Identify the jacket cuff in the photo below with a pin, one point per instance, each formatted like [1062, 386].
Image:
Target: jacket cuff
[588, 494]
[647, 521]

##########

__EXERCISE BRIEF__. Rescale the records by copying every line in full, requests included, with each point coordinate in the answers multiplied by 2.45 and rounded to a whole number, halves rounded up. Keep the numbers in the requests and their format samples unchanged.

__REPLY TO THE TASK__.
Identify the jacket cuff in the photo below with a pin, one point per instance, each formatted like [1062, 386].
Image:
Target: jacket cuff
[1441, 1210]
[1585, 1276]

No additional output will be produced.